- _Passage_
══════

Aug 29, 2023 - World

Uruguay to offer free antidepressants to combat soaring suicide rate

Illustration of four hands reaching for the same pill.

Illustration: Shoshana Gordon/Axios

Uruguay is tackling its staggering suicide rates by offering free antidepressants and establishing youth social and mental health centers as part of a national plan to promote wellbeing.

The big picture: The country's average suicide rate last year was more than double that in all of Latin America. There were 23 suicides per 100,000 people in 2022, up from 20 in 2019. The regional average last year was 9 per 100,000 people.

  • In the U.S., the 2022 rate of suicide was 14.4 deaths per 100,000 people, according to a Kaiser Family Foundation analysis.

Details: Uruguay's mental health plan is set to start in 2024 with $20 million in government funding.

  • Details are sparse, but the government says people who are prescribed the antidepressant medications escitalopram, fluoxetine or sertraline by a public health system doctor will get it at no cost through a voucher.
  • The plan is "likely to have a relevant impact on people who need to take these medications for prolonged periods of time," Public Health Minister Karina Rando said at a recent press conference.
  • The government will also fund more services at addiction treatment centers, cover at least two-thirds of the co-pay for psychiatric treatment for patients who have attempted suicide, and increase, from 25 to 30, the maximum age it will subsidize the co-pay for therapy.

Zoom in: The country is also putting a focus on early prevention, with plans to open seven "social inclusion" community youth centers offering sports and education programs as well as group therapy sessions.

  • Last year, the suicide rate among Uruguayans ages 15 to 19 was 18.3 per 100,000, a significant increase since 2019, when the rate was 11.29 per 100,000.

══════

- _Prompt A_
In the article on Uruguay's mental health plan, translate this sentence into Spanish: "Uruguay's mental health plan is set to start in 2024 with $20 million in government funding."
- _Prompt B_
Pick up the article on Uruguay's suicide-prevention plan after its final sentence and continue it.

- _Records supplied_

══════

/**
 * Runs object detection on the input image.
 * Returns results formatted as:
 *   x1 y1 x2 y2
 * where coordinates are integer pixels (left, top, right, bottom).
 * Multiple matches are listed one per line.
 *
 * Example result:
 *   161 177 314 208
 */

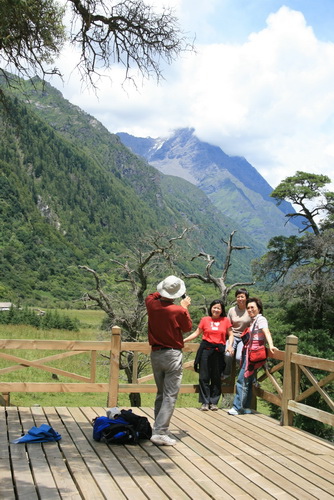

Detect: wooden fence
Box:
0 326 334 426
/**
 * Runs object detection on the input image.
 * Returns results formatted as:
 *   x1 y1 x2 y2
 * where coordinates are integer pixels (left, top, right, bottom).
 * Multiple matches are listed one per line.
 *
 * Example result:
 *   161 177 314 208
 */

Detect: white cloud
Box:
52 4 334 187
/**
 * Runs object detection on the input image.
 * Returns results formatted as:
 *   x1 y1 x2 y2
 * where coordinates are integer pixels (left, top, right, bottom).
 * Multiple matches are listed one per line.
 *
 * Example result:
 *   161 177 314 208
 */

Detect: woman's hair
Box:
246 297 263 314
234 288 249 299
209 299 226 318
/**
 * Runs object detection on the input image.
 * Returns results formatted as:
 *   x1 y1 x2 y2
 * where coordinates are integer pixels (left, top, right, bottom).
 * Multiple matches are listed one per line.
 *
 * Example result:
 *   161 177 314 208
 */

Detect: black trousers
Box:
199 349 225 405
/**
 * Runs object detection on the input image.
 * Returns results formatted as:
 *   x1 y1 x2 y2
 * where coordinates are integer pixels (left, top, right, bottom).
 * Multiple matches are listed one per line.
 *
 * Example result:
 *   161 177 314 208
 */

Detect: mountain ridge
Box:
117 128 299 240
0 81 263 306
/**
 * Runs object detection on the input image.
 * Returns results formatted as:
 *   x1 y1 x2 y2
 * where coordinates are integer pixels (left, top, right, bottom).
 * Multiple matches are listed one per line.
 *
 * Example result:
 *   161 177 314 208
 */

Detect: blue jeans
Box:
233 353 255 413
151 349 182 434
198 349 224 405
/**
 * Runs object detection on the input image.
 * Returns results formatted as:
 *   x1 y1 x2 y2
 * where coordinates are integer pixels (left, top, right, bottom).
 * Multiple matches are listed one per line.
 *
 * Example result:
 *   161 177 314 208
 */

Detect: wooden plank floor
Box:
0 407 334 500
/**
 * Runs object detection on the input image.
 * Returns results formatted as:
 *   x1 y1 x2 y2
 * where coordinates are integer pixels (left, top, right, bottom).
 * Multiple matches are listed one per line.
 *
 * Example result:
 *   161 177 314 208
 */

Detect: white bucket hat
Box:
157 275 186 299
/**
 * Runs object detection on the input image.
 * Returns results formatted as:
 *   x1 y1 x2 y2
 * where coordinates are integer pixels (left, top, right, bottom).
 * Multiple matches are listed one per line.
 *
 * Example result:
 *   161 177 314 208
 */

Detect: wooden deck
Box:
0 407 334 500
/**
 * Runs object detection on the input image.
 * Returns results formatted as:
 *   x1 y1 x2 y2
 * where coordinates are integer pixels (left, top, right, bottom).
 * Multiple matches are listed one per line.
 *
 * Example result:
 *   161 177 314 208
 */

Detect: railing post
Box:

══════

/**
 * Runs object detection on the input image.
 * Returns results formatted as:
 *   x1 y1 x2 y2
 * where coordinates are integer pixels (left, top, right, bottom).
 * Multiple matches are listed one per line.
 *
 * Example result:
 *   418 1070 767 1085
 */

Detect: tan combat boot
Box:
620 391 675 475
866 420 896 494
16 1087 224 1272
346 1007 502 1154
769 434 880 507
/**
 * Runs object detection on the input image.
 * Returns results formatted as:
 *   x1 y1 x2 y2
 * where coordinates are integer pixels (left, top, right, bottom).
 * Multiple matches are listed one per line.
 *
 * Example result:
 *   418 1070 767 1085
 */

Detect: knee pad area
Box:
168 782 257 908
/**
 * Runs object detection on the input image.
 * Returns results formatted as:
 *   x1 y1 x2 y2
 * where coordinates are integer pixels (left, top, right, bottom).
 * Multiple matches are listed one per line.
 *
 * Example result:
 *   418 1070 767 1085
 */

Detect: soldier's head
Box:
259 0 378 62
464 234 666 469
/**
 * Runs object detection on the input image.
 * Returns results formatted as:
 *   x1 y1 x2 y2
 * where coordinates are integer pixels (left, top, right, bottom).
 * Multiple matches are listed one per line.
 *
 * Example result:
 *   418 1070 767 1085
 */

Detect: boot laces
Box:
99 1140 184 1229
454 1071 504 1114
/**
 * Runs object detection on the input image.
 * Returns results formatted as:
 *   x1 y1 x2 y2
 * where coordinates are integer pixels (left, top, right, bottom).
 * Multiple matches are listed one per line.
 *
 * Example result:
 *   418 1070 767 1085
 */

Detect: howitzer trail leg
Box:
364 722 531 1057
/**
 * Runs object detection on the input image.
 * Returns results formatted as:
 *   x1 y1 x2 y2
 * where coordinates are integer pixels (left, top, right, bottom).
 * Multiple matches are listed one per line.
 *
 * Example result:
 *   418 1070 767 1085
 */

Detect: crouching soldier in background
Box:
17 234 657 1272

══════

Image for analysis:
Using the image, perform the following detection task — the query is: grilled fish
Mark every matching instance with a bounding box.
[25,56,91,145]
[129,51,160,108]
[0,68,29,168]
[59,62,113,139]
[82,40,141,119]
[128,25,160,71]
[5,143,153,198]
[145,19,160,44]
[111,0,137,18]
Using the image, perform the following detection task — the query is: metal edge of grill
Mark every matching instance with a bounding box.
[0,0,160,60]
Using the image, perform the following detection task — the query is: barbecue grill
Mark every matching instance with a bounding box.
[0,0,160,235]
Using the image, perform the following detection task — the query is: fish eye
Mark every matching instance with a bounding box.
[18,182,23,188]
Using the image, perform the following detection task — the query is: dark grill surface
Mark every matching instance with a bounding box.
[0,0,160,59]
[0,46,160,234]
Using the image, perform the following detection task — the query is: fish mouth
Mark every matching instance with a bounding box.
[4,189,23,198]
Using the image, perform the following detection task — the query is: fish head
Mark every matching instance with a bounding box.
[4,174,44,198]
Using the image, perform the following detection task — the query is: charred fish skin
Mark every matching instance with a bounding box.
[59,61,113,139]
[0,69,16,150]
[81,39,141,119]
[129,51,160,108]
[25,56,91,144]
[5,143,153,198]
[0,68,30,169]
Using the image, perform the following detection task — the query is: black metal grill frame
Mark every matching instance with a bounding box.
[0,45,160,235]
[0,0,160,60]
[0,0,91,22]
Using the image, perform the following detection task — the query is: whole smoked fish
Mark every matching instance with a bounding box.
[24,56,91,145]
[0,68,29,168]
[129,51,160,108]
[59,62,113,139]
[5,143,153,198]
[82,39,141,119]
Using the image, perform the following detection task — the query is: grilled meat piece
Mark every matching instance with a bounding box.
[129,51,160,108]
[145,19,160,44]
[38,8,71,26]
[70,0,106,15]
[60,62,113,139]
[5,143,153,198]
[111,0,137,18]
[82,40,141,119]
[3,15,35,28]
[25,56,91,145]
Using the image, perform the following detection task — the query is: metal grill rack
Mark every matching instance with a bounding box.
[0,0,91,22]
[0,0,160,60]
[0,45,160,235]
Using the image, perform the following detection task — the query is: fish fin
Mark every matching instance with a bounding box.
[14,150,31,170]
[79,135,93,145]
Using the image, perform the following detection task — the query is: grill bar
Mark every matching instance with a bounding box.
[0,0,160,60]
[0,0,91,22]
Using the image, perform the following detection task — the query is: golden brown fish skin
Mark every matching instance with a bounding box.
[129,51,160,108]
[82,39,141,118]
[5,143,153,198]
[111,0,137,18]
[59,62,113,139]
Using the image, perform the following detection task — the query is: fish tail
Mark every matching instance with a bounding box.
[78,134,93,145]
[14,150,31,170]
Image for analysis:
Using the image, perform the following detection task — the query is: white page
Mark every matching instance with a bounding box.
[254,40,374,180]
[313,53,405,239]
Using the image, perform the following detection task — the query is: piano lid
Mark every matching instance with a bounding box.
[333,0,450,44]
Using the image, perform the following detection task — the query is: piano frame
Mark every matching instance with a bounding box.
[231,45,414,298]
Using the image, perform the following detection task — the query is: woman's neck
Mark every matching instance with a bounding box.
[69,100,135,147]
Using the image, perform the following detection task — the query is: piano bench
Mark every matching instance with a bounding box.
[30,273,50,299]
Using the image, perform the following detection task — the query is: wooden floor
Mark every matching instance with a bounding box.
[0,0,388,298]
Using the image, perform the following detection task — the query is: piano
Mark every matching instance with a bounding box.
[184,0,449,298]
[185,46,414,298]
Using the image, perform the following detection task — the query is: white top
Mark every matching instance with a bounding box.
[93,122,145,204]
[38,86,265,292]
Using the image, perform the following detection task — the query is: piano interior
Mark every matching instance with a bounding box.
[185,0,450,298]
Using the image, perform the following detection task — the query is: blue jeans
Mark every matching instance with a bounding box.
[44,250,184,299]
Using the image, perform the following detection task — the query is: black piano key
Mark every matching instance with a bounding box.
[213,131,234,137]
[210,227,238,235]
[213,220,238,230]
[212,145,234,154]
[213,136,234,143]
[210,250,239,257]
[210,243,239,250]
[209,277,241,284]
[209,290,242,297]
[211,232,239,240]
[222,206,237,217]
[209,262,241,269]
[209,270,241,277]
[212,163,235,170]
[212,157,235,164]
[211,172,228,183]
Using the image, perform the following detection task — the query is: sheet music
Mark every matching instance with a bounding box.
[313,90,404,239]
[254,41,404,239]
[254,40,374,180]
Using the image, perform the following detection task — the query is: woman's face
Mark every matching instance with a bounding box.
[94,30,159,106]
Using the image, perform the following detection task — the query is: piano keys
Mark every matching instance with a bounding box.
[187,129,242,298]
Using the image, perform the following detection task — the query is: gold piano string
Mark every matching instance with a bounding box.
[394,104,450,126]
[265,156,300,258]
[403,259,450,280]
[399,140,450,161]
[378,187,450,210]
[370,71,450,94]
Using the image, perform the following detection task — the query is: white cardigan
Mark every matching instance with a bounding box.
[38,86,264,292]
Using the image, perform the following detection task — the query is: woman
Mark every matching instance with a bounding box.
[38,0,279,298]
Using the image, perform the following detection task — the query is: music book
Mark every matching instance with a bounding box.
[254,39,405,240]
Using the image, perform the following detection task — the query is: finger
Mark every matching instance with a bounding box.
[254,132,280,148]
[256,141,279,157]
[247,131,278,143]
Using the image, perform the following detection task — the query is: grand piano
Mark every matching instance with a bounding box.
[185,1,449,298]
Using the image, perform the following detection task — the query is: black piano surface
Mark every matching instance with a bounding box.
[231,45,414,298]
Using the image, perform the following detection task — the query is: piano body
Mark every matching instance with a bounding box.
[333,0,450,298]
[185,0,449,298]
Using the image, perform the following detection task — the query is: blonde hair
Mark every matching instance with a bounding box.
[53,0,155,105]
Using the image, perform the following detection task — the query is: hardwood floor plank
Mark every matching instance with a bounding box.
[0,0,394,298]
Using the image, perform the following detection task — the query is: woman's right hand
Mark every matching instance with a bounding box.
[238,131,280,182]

══════

- _Exercise output A_
El plan de salud mental de Uruguay comenzará en 2024 con 20 millones de dólares de financiamiento gubernamental.

- _Exercise output B_
What they're saying: Ana Monza, member of the Uruguayan Psychological Association, tells Axios Latino that it's noteworthy that the government is trying to tackle mental health issues and focusing on early intervention for teens.

  • "The measures, pending more details on their budget, could really contribute to the national response needed for these issues," Monza says.
  • She adds the plan should also prioritize strengthening the health system overall for an "integral approach," including training general practitioners to detect emotional and mental health warning signs.

Between the lines: There's no consensus on what's driving the high suicide rates, but Monza says it's a "complex phenomenon" that includes social, personal, psychological, biological, cultural and environmental factors.

  • "For some, it may be substance abuse or a mental illness, for others it may have been something impulsive or chronic stress or family history... There's no single thing."

Zoom out: Countries all over the world have been putting a greater focus on mental health, especially in light of the coronavirus pandemic, which led to higher rates of stress, depression and anxiety, according to the World Health Organization.

  • A study published in the Lancet medical journal suggests social factors such as alcohol use and education inequality may be contributing to rising suicide rates in Latin America.
  • The study found that overall increased public spending on health and having more practicing doctors led to a decrease in suicide mortality rates in all Latin American nations from 2000 through 2019.

If you or someone you know is having thoughts of suicide, call or text 988 to reach the National Suicide Prevention Lifeline. Ayuda disponible en español.